Task statement » For the records below, print the lines from the line with "Could you point out the brown patch" through the line with "Could you point out the meadow" exactly as written; include both end lines and exclude the rest.

****************

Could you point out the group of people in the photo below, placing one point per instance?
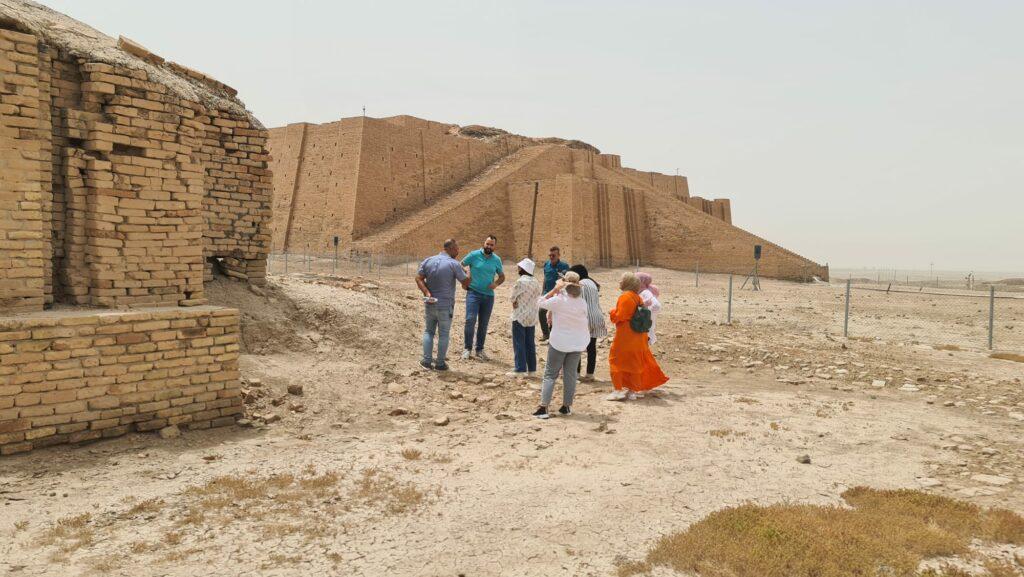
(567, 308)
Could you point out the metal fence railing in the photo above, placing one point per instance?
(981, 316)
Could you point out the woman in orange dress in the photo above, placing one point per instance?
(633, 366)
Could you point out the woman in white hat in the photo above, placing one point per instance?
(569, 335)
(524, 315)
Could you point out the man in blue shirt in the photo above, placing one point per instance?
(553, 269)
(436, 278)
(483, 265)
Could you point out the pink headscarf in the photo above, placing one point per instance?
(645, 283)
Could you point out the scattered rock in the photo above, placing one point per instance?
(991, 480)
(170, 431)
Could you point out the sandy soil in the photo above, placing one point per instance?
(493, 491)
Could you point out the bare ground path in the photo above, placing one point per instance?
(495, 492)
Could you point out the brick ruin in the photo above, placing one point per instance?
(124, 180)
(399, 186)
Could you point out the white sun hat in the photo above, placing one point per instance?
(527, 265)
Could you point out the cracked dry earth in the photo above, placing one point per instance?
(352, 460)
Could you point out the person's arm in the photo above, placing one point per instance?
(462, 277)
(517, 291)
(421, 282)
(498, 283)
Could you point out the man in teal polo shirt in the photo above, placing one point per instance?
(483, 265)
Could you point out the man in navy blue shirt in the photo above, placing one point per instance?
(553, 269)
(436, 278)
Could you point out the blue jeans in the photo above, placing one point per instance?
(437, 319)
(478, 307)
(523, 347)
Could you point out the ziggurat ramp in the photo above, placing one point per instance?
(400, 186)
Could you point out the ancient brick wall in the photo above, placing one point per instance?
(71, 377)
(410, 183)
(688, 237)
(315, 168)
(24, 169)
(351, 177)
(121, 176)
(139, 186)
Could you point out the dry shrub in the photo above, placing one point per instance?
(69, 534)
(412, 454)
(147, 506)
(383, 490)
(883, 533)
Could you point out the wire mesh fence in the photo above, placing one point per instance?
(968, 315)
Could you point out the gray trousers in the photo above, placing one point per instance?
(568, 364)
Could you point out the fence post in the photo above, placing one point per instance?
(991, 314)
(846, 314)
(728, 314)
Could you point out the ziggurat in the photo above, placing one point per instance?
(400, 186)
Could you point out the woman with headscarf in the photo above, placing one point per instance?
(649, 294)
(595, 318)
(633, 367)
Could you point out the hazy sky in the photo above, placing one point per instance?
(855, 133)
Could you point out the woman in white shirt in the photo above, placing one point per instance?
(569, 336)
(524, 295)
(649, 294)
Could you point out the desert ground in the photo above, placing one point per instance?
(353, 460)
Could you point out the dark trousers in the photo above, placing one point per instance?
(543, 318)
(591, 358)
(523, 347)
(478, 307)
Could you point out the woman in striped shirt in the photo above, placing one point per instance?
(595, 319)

****************

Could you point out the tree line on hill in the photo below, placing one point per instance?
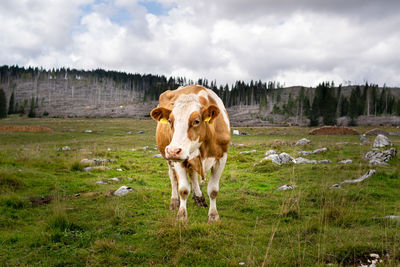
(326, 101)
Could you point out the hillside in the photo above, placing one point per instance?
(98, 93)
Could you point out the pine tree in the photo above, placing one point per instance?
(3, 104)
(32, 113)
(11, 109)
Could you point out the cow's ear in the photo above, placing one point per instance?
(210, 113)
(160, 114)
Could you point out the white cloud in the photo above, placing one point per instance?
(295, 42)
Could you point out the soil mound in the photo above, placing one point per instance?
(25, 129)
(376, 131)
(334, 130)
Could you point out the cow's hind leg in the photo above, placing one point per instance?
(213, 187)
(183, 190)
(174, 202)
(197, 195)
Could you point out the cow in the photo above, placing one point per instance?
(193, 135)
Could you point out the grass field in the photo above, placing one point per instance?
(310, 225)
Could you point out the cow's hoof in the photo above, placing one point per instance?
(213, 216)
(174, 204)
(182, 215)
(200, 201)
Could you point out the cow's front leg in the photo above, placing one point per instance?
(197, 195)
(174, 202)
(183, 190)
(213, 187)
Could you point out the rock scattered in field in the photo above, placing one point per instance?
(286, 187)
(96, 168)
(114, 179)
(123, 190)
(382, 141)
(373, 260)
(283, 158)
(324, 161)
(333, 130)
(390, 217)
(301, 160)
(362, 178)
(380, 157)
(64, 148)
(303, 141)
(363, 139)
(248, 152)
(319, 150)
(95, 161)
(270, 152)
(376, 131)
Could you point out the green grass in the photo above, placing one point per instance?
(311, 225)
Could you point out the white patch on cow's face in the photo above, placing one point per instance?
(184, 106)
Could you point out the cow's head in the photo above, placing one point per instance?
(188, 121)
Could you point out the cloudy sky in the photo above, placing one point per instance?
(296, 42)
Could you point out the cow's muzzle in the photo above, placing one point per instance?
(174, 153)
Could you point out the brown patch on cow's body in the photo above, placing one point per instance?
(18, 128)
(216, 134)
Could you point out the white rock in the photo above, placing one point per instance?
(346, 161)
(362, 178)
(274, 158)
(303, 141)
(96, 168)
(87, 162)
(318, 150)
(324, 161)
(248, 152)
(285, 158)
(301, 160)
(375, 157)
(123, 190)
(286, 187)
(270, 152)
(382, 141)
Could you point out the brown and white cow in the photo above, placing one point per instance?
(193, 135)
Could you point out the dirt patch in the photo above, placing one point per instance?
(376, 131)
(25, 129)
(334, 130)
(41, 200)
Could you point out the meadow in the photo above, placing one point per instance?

****************

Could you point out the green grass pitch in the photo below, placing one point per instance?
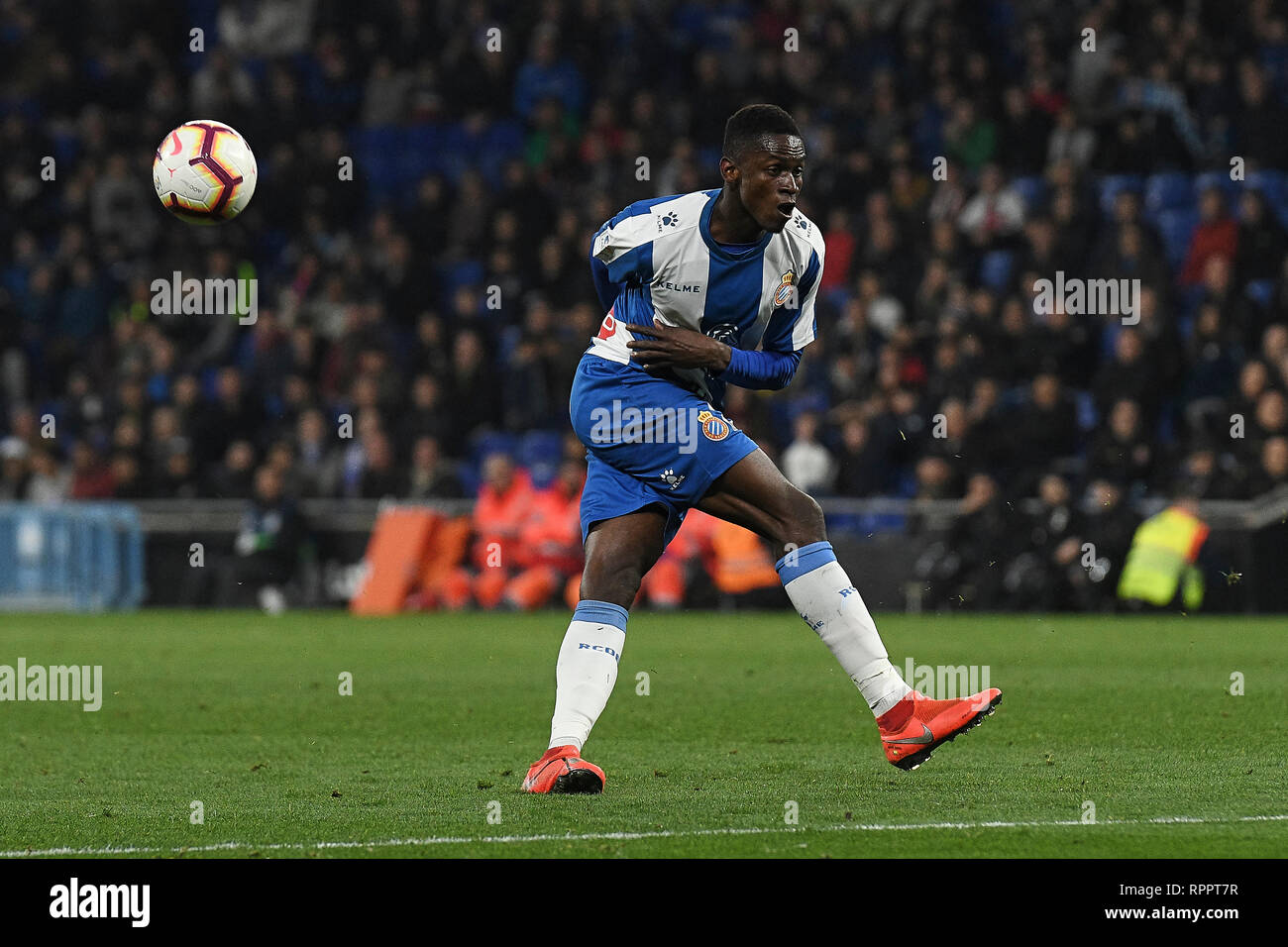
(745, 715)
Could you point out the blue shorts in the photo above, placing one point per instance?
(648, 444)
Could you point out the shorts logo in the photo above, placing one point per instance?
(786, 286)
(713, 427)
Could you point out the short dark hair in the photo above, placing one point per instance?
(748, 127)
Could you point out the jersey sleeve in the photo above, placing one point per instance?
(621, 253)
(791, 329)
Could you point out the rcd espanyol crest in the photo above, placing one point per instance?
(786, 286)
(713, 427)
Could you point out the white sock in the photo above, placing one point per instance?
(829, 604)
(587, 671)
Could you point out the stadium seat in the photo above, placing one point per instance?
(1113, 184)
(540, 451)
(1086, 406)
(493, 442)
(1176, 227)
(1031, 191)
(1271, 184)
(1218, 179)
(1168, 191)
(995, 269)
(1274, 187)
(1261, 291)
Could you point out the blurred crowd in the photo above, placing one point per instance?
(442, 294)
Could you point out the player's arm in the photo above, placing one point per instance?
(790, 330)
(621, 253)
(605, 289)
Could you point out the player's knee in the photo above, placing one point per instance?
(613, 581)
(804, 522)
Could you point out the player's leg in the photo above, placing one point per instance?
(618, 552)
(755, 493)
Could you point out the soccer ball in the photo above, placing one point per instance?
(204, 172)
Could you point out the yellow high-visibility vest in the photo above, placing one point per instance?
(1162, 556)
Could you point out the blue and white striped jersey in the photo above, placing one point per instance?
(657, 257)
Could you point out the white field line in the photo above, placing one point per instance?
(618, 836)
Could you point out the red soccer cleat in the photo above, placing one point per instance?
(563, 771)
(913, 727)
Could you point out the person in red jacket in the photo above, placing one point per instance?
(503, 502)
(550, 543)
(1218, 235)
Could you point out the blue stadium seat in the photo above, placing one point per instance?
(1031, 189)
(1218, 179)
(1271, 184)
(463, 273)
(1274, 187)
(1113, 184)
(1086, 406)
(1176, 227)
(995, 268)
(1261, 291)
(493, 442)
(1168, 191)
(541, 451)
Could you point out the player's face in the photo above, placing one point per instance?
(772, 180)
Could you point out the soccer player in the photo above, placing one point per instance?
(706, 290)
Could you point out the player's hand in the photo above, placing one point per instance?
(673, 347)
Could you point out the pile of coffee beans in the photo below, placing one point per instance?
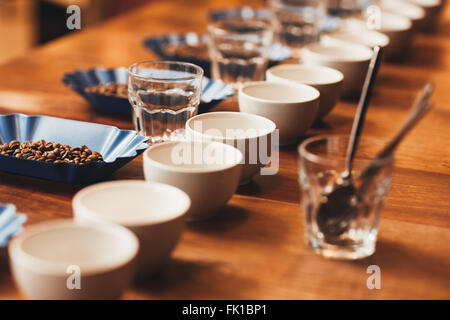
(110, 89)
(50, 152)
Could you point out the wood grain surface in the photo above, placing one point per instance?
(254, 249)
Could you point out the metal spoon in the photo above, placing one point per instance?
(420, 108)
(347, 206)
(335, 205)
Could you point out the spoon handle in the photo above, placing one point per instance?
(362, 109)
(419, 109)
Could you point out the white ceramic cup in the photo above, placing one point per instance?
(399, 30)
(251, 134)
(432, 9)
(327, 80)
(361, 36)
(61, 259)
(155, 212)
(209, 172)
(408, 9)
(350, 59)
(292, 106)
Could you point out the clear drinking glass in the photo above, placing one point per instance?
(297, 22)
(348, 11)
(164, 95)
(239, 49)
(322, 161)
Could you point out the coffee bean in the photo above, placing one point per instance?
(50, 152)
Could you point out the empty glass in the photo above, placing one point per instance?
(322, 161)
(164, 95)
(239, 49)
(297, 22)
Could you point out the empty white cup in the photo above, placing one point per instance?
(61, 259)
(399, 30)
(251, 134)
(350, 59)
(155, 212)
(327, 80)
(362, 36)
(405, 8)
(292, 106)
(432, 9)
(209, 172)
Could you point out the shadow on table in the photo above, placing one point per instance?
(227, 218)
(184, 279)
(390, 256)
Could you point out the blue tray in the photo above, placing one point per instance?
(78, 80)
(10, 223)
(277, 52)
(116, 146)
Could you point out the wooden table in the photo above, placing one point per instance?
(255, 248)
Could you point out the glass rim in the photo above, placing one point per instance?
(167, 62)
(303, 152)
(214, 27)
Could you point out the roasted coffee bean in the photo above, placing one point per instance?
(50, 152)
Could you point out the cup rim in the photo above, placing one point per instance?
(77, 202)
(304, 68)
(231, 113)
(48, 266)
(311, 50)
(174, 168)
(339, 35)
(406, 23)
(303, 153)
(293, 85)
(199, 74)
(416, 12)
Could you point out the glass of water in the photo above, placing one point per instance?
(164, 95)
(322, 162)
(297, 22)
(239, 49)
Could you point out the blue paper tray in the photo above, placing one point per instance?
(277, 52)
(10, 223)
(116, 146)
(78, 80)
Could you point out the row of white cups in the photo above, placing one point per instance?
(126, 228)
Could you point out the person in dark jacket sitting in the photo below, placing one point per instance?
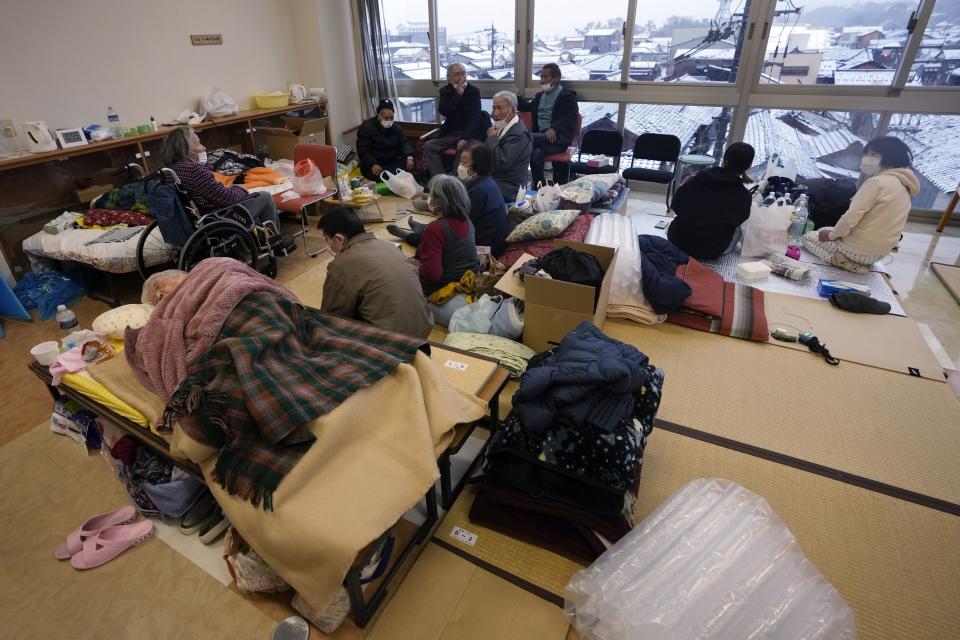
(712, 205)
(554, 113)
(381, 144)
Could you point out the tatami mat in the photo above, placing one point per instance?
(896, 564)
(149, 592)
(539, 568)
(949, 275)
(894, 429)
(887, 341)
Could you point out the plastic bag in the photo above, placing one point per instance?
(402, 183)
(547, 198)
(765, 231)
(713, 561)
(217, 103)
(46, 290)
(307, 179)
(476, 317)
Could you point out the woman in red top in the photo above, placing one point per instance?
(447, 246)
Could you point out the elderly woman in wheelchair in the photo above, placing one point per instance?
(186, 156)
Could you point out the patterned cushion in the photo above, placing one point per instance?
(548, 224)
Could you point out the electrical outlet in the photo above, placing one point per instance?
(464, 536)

****************

Final answer »
Could you point out the brown patch on cow's body in the photo above, placing one point per instance?
(18, 128)
(216, 134)
Could you point out the white rock in the photo above, placing one point per instance?
(346, 161)
(362, 178)
(274, 158)
(303, 141)
(96, 168)
(87, 162)
(318, 150)
(324, 161)
(248, 152)
(285, 158)
(301, 160)
(375, 157)
(123, 190)
(286, 187)
(270, 152)
(382, 141)
Could you point out the brown and white cow in the photo above, placing one point per instance?
(193, 135)
Could you point out the dirt patch in the photo above, placing one point per instance?
(376, 131)
(25, 129)
(334, 130)
(41, 200)
Could you point out the meadow in the photo above, placing one point per instance?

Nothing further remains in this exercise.